Aim of the task: Give every line of the items below as a JSON list of strings, one string per line, leaving out blank lines.

Data for this task:
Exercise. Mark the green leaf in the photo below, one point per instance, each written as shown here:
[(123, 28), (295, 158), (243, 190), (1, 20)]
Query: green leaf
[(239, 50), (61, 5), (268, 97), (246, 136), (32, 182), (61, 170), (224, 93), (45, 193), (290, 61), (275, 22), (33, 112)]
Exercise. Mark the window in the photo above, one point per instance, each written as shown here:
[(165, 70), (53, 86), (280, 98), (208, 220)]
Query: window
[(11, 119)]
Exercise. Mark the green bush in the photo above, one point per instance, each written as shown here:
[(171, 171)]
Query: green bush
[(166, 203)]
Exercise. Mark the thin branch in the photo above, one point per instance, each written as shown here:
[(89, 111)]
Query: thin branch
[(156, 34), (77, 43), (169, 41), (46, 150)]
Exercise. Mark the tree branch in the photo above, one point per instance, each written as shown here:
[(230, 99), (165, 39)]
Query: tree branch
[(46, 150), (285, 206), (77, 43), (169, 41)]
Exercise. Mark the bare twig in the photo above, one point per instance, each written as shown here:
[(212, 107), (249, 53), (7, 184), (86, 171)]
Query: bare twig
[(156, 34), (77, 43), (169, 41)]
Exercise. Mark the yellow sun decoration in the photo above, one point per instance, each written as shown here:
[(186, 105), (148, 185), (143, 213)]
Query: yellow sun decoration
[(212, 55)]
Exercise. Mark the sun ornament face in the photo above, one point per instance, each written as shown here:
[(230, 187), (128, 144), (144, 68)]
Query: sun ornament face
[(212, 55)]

Solution to the exercise:
[
  "Exercise. Mark the green leaf in the photo below, one point per instance, each written as shown here:",
  "[(123, 28), (295, 158), (243, 190), (1, 20)]",
  "Query: green leaf",
  "[(239, 50), (61, 5), (268, 97), (246, 136), (32, 182), (61, 170), (224, 93), (45, 193), (290, 61), (275, 22), (33, 112)]",
  "Exercise. Mark the window in the photo above, one point per instance, each written as shown here:",
  "[(165, 70), (53, 86), (280, 98), (208, 220)]",
  "Query: window",
  "[(11, 119)]",
  "Exercise. Mark the green bush in the photo above, one point per instance, each written as shown here:",
  "[(171, 171)]",
  "Query: green bush",
  "[(166, 203)]",
  "Exercise. Mark the thin branch in the photo above, one point per instance, each written as shown here:",
  "[(89, 111)]",
  "Query: thin branch",
  "[(156, 34), (77, 43), (169, 41), (46, 150)]",
  "Exercise. Mark the tree branch in the photo above, one point per instance, each written as shown here:",
  "[(230, 99), (165, 39)]",
  "Query: tree branch",
  "[(46, 150), (285, 206), (77, 43), (169, 41)]",
  "Exercise. Mark the bare twig in the photo above, one point per instance, each written as shown here:",
  "[(212, 107), (249, 53), (7, 184), (86, 171)]",
  "Query: bare twig",
  "[(156, 34), (77, 43), (169, 41)]",
  "Exercise. Mark the yellow sun decoration in the photo above, one point per instance, each written as shown here:",
  "[(186, 105), (148, 185), (143, 213)]",
  "Query: yellow sun decoration",
  "[(212, 55)]",
  "Exercise. Mark the sun ornament face in the photo above, one point per instance, each written as shown here:",
  "[(230, 187), (128, 144), (144, 68)]",
  "Query: sun ornament face",
  "[(212, 55)]"
]